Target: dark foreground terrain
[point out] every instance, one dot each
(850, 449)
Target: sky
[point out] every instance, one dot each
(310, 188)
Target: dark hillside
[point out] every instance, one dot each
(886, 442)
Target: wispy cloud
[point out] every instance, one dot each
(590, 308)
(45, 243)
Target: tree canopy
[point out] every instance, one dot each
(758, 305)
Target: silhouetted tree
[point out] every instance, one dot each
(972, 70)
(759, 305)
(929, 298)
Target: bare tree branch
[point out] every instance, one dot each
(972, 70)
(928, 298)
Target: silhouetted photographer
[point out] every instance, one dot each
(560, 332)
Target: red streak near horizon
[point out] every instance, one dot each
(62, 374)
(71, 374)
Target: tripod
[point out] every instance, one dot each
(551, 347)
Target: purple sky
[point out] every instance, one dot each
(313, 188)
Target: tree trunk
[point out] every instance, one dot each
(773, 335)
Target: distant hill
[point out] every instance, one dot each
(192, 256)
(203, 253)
-*-
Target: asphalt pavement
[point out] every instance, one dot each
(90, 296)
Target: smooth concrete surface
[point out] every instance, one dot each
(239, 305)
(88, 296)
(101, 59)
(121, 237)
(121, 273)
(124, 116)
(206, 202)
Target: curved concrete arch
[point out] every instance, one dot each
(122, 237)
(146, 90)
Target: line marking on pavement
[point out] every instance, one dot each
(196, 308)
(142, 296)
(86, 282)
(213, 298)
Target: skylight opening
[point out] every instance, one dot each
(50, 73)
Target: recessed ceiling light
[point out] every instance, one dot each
-*-
# Written problem
From the data above, pick out and copy every line that contains the word "concrete".

# Finished answer
Target: smooth concrete surface
Target: curved concrete arch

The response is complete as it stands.